**ABOUT THIS TASK:**
From the article below on Hillary Clinton's marijuana views, output everything from "The conversation started" down to "under federal law.", copied word for word.

**SELECTED EXTRACT:**
____
Democratic presidential front-runner Hillary Clinton talked up medical marijuana during a visit to Jimmy Kimmel Live in March. She didn’t soften on her current opposition to legalizing the drug at the federal level but said she supports significant reform.
The conversation started with Kimmel reading a joking email from Clinton, who described ordering apples, which she swore wasn’t code for pot. Kimmel then moved to her position on legalization under federal law.
Clinton, former first lady, senator, and secretary of state, differs with her opponent in the Democratic primaries, Vermont Sen. Bernie Sanders, on how to approach cannabis reform. Sanders has called for full legalization at the federal level, while Clinton says she wants to give states more time to prove the idea works.
Clinton support state laws and federal rescheduling of marijuana
“I think what the states are doing right now needs to be supported,” Clinton said, emphasizing the federal government should learn more before moving toward legalization. “There are still a lot of questions we have to answer at the federal level. What I’ve said is, let’s take it off what’s called the ‘schedule one,’ and put it on a lower schedule and actually do research about it.”
Schedule one is one of five categories of drugs included in the Controlled Substances Act of 1970. Substances in this schedule include heroin, LSD, and peyote – as well as marijuana.
The drug’s inclusion has bothered activists and reformers for decades. Schedule one is limited to the drugs considered most dangerous, most addictive, and least medically useful. But cannabis has many proven medical uses, a fact Clinton acknowledged.
Indisputable evidence of efficacy of medical marijuana
“There is some great evidence about what marijuana can do for people” who suffer from cancer, chronic disease and pain, she said. The drug’s listing on schedule one prevents most research into its efficacy as medication and its safety for general adult use.
Clinton, like Sanders, favors removing cannabis to schedule 2 or a lower list. Schedule 2 includes drugs such as cocaine and methamphetamine, which are considered dangerous and addictive but medically useful under limited circumstances.
____
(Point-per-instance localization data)
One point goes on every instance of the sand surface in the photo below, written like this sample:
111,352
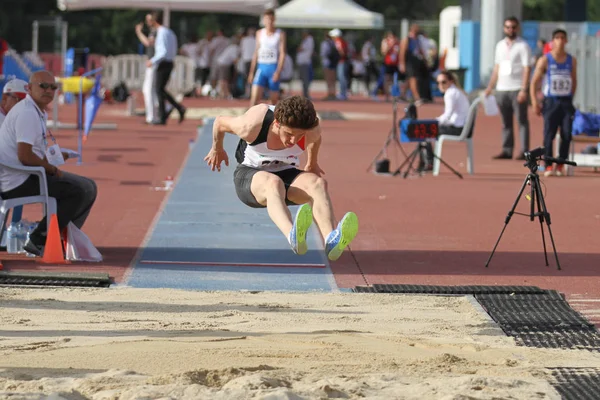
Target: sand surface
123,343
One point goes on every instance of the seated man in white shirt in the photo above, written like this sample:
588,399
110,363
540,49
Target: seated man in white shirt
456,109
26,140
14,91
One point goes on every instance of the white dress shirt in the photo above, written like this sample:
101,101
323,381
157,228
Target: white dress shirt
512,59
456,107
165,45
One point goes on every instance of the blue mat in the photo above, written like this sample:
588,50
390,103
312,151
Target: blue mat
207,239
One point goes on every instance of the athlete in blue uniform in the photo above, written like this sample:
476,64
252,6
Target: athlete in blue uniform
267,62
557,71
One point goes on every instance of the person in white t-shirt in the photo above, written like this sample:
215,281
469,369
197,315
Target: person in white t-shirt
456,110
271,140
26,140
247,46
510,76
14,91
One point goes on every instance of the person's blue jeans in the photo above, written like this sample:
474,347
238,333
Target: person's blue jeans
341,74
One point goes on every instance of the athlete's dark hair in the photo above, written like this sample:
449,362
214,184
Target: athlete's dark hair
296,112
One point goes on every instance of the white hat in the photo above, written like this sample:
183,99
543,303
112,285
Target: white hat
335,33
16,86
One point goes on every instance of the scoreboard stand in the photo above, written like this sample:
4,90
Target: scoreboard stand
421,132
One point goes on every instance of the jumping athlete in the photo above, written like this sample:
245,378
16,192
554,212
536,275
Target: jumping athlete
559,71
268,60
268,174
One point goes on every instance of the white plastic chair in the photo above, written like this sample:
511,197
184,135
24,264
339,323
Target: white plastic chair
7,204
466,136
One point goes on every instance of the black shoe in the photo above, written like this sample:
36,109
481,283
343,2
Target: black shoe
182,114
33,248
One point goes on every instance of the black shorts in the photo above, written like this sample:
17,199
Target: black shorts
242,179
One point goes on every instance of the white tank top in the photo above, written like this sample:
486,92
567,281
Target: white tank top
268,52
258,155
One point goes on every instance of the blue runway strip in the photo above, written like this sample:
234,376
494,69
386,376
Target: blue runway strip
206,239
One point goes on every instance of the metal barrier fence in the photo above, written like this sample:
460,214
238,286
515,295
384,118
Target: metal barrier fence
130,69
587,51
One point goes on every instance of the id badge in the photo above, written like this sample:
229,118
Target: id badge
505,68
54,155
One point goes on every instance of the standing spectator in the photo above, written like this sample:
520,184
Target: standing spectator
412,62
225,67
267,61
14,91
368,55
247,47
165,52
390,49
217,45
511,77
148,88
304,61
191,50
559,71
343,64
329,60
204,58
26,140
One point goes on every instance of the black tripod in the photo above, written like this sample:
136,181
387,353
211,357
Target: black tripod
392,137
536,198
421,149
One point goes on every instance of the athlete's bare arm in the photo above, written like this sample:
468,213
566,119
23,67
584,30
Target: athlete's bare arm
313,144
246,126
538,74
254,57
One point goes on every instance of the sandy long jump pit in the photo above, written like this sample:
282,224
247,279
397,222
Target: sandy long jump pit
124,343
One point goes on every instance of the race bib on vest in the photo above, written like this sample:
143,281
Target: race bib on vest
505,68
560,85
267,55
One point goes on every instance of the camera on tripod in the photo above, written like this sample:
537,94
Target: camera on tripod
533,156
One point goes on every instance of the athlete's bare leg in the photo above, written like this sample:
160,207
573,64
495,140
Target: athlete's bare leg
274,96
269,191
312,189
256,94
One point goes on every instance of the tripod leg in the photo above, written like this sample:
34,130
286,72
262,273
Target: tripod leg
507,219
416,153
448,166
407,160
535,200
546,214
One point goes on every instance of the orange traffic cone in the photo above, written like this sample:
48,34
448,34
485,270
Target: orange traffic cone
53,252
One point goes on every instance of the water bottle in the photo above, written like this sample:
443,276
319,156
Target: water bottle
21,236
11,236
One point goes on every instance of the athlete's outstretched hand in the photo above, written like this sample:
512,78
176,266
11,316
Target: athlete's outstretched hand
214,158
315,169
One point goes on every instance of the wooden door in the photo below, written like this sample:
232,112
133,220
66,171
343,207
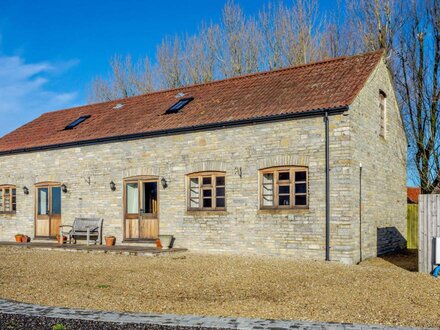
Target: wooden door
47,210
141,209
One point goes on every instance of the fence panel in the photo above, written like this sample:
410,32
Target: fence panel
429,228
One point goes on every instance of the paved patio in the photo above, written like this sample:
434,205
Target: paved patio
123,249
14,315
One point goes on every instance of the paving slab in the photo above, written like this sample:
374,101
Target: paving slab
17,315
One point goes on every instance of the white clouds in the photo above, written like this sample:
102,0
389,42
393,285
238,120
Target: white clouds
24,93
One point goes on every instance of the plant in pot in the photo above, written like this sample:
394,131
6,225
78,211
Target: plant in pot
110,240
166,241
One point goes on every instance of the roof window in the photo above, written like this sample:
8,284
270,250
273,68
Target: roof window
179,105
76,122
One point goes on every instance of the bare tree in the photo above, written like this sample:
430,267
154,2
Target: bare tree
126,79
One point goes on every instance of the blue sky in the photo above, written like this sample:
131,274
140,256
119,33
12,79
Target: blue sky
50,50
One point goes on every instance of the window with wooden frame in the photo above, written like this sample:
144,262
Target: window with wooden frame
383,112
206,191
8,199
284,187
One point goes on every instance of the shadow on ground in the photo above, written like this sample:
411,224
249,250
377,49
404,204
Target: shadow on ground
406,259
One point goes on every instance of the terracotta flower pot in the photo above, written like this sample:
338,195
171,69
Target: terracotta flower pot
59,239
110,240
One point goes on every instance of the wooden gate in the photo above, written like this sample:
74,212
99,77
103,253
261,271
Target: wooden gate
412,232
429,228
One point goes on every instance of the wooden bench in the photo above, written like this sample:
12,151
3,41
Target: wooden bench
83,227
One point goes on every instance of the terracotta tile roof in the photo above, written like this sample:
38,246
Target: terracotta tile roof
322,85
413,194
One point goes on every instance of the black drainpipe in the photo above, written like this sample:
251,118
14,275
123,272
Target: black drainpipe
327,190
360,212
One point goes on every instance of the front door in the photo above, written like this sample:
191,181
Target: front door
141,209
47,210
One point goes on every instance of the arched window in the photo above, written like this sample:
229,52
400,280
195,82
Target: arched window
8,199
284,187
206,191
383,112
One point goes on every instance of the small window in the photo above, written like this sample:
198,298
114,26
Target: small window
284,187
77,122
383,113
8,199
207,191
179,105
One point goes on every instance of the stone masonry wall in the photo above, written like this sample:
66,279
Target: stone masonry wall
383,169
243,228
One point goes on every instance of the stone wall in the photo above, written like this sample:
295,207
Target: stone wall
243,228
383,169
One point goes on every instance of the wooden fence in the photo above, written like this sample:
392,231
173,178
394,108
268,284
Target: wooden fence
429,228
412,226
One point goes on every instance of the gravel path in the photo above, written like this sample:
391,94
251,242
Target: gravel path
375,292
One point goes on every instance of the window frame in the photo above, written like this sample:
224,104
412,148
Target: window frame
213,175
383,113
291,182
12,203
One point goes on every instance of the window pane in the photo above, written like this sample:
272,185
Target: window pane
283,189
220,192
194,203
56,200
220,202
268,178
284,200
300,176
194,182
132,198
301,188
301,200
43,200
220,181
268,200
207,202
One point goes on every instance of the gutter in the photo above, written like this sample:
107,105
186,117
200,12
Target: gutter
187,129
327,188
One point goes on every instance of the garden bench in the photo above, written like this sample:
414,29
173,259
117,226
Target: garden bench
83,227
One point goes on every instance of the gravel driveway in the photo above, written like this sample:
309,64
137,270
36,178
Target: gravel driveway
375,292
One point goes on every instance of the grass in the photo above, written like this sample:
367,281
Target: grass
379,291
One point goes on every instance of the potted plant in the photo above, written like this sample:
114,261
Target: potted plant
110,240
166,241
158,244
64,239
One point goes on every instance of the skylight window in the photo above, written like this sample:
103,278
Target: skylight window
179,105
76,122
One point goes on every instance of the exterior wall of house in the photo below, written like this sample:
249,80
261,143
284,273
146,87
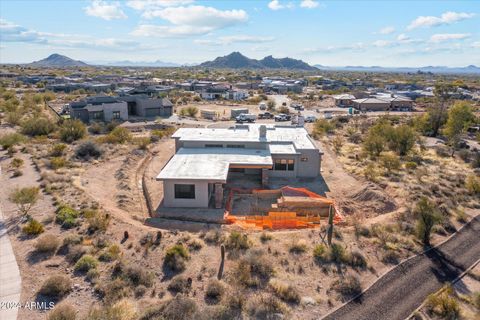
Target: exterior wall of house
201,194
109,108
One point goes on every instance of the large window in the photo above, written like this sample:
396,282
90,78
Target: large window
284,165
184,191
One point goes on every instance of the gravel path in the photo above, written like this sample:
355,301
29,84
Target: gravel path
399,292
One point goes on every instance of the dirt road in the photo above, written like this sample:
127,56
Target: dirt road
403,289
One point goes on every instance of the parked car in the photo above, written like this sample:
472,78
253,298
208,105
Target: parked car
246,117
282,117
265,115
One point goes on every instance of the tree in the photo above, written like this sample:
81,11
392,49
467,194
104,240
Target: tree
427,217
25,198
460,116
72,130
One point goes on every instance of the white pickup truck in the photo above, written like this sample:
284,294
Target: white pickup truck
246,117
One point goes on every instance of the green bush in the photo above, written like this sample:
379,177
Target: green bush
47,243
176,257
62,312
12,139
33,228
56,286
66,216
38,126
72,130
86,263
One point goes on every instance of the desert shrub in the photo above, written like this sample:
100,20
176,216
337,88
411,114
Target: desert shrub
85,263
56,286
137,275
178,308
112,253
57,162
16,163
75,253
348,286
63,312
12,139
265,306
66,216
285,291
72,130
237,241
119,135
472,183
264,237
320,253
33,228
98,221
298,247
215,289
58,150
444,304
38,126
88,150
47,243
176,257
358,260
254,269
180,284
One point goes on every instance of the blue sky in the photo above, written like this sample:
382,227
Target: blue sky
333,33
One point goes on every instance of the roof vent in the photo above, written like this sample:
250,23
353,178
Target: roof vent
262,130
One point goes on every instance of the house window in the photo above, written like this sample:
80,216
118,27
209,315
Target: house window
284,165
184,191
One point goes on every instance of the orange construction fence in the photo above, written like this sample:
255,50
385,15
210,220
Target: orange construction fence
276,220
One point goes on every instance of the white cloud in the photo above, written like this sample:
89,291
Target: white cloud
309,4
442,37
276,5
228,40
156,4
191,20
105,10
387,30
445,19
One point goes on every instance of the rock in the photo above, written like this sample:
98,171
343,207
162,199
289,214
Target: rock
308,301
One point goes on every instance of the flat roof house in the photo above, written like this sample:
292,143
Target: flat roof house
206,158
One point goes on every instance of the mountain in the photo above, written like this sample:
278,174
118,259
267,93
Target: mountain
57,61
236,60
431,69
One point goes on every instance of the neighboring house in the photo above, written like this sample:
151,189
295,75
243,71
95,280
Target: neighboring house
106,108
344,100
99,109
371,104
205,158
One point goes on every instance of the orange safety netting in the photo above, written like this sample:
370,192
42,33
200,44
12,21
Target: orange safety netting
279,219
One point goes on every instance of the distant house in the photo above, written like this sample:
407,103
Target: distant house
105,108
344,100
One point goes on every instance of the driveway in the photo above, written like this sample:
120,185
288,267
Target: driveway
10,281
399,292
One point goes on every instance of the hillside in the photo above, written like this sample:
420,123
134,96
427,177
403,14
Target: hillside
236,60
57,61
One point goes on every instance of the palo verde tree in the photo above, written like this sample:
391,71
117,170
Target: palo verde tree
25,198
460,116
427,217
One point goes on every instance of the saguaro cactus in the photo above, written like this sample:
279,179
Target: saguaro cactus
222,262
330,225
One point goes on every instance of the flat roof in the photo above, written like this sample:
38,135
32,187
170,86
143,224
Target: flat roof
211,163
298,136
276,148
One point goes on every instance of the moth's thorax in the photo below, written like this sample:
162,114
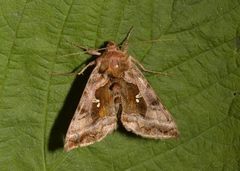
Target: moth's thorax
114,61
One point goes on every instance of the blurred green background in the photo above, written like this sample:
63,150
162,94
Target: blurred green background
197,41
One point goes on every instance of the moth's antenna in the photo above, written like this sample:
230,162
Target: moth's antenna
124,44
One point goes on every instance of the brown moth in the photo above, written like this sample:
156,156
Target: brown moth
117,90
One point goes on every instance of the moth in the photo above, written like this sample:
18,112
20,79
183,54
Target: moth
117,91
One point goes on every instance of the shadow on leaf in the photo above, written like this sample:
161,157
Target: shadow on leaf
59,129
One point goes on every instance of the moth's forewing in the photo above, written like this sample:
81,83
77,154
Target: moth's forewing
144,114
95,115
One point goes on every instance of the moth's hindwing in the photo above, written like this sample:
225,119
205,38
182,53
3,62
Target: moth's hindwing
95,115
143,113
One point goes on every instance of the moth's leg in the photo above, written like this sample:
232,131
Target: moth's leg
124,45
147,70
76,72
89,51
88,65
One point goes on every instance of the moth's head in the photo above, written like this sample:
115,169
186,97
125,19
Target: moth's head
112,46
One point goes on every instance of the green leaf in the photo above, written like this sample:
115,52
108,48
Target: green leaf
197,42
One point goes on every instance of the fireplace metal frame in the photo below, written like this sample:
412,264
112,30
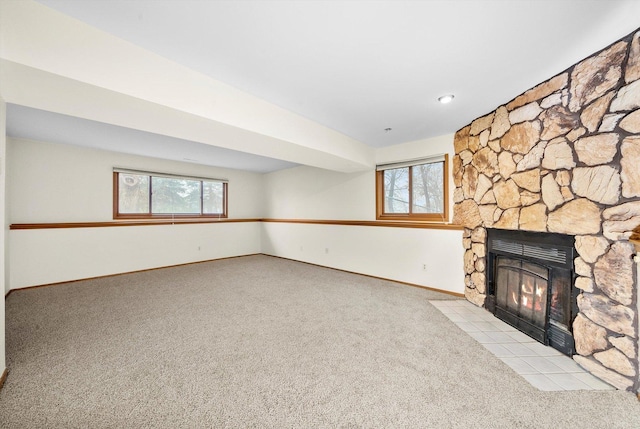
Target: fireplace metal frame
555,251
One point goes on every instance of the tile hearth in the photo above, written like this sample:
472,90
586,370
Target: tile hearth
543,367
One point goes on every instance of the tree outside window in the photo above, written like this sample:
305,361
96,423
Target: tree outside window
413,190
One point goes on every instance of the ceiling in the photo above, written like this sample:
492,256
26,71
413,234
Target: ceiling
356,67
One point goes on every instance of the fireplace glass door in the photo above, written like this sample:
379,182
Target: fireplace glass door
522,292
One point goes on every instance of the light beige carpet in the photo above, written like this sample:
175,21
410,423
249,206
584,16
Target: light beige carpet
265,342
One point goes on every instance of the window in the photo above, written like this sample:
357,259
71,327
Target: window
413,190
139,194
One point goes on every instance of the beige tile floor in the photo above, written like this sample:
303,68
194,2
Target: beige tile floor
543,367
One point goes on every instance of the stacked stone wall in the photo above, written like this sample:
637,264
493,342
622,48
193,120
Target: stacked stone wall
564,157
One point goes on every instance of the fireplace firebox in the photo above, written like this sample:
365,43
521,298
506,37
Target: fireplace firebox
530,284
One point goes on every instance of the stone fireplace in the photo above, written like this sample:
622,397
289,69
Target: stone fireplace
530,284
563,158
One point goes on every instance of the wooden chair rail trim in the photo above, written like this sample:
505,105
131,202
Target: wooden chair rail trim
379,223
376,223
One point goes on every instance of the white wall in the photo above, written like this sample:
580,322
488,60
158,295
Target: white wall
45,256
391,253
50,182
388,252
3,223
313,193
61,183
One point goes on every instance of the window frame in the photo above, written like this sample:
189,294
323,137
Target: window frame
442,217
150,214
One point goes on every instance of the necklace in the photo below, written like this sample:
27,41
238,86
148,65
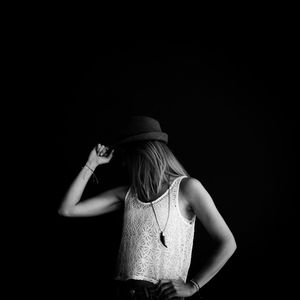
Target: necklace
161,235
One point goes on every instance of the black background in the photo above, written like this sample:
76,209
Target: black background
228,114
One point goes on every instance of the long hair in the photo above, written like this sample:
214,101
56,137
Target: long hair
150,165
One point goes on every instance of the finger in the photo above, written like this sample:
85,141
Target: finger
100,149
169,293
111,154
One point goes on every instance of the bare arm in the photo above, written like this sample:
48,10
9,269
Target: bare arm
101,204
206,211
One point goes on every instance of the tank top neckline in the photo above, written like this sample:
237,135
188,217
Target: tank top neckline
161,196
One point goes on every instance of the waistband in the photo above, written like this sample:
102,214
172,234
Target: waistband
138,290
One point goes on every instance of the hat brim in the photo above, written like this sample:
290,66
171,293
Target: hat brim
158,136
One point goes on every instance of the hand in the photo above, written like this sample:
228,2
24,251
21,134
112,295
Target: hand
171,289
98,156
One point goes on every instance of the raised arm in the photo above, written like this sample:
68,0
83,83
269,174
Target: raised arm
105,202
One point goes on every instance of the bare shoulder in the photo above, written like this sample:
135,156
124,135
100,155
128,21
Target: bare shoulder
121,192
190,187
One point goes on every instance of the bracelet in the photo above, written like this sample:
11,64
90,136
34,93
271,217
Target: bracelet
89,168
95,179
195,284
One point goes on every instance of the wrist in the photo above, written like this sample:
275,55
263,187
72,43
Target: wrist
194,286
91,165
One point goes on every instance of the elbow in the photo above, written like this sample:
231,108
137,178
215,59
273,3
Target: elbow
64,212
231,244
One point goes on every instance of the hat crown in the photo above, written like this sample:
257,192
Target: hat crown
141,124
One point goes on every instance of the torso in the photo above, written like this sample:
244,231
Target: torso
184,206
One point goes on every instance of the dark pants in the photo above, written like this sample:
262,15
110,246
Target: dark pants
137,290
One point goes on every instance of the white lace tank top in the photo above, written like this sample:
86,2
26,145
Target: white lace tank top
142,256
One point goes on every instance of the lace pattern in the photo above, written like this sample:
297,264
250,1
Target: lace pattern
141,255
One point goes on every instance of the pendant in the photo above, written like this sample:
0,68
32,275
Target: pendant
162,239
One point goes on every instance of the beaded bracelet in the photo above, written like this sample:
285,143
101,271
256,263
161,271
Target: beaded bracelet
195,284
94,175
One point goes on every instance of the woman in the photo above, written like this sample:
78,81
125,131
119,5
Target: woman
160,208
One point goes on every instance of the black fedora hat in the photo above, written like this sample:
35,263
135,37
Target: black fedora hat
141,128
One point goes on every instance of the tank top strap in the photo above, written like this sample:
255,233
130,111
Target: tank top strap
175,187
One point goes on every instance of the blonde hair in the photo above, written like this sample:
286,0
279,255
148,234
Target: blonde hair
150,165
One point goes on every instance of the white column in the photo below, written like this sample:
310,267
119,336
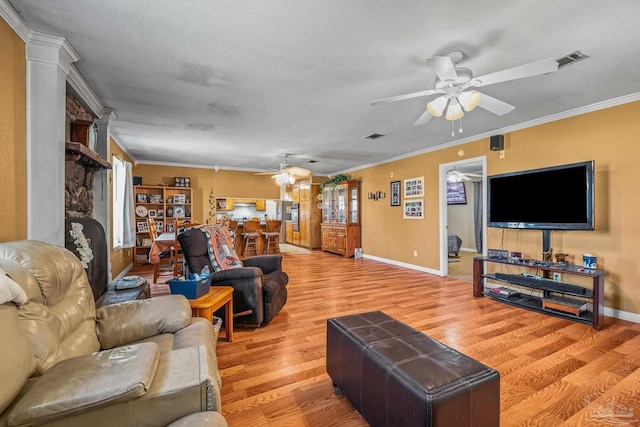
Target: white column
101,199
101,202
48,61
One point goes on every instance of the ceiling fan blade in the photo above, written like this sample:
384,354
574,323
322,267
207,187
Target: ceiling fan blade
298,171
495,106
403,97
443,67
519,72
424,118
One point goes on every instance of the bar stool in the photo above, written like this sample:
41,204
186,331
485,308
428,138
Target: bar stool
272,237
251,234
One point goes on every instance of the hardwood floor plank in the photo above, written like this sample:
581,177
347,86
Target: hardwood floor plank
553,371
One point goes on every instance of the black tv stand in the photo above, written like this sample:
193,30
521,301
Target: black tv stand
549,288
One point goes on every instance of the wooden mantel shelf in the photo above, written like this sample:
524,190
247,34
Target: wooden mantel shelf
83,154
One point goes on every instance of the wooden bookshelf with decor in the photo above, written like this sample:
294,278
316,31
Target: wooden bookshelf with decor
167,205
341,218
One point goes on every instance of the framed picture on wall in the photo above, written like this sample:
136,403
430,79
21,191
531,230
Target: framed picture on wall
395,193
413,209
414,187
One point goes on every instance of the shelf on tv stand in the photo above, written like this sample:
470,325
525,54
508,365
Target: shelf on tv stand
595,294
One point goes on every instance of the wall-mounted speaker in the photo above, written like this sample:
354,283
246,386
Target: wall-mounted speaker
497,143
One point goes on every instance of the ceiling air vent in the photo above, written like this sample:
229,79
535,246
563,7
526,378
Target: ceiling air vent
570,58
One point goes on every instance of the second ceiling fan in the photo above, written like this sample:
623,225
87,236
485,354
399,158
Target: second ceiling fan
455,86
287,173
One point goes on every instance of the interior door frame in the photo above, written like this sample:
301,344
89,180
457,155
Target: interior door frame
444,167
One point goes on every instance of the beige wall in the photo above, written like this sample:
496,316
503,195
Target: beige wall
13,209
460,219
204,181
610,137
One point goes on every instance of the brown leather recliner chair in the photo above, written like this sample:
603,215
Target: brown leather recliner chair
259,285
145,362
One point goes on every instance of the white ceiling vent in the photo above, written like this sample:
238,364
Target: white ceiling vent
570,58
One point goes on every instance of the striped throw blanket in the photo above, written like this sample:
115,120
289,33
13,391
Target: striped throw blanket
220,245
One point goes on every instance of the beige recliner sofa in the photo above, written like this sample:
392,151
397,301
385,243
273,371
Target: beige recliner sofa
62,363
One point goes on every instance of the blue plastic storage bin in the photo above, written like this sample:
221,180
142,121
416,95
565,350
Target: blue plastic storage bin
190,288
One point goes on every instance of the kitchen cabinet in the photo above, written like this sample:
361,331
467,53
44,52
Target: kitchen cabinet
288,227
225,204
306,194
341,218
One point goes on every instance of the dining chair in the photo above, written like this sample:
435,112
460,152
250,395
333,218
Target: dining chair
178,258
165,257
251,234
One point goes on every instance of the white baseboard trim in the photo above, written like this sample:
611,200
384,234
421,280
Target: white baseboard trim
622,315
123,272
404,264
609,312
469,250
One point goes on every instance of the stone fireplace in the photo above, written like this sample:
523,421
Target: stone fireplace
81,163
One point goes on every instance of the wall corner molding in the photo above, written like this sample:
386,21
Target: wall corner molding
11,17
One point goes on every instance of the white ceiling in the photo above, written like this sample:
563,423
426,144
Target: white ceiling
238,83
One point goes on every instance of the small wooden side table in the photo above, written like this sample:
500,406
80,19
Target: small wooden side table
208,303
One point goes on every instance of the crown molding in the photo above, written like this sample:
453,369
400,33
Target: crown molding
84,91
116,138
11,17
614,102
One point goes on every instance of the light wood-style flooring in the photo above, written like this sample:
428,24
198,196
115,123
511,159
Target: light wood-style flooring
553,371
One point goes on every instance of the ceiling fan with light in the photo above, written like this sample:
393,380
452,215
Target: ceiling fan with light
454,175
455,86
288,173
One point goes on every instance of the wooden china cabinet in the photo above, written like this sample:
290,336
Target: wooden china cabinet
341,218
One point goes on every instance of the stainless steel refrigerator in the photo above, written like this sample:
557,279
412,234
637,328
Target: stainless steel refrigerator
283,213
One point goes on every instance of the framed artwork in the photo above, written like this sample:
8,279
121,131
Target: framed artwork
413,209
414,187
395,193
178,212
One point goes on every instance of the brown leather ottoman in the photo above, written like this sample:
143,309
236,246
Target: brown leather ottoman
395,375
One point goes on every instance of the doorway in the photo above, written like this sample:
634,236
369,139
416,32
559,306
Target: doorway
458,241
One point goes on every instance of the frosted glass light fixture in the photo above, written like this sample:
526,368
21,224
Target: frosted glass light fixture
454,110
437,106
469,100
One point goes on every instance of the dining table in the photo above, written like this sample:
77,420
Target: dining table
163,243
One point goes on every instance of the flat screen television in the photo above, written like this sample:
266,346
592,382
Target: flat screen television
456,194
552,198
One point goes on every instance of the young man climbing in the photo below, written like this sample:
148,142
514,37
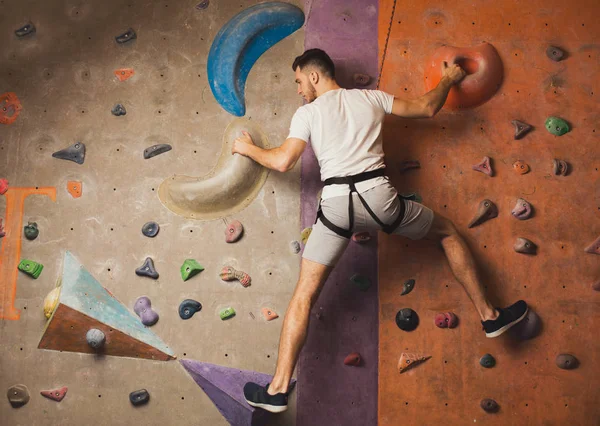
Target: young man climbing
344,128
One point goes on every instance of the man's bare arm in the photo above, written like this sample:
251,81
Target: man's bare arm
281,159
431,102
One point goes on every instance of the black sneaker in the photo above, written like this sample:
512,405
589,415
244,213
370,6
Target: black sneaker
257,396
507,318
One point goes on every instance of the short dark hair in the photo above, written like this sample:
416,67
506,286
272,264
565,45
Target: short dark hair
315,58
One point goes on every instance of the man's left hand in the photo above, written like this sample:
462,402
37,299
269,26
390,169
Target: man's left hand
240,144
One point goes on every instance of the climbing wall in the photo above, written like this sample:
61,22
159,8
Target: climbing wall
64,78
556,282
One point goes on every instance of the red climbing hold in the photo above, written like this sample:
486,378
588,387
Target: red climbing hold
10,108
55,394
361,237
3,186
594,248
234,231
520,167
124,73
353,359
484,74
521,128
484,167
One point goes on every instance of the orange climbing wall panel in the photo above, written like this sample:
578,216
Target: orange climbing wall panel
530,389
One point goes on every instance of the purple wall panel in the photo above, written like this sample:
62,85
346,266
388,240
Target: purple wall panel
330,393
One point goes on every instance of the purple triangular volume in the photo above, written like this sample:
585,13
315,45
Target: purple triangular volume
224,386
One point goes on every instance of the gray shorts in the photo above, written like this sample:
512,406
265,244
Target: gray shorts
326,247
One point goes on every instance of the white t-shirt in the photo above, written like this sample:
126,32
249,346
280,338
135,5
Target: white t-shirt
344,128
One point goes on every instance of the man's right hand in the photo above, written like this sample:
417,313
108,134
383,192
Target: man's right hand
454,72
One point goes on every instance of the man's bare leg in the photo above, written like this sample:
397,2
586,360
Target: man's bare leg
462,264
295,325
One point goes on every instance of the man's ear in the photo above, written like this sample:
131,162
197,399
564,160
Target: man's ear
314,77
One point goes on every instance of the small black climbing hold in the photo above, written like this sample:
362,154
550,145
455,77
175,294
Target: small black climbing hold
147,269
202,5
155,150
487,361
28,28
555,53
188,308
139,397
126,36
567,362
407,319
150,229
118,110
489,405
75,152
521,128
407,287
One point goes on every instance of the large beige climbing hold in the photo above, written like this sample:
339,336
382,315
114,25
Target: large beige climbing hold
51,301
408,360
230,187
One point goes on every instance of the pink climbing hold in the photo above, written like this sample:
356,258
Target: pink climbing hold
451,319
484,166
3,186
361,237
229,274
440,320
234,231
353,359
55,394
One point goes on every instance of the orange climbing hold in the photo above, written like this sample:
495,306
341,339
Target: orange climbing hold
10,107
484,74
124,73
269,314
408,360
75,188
____
**SOLUTION FOR THIS EXERCISE:**
The conversation started with Kimmel reading a joking email from Clinton, who described ordering apples, which she swore wasn’t code for pot. Kimmel then moved to her position on legalization under federal law.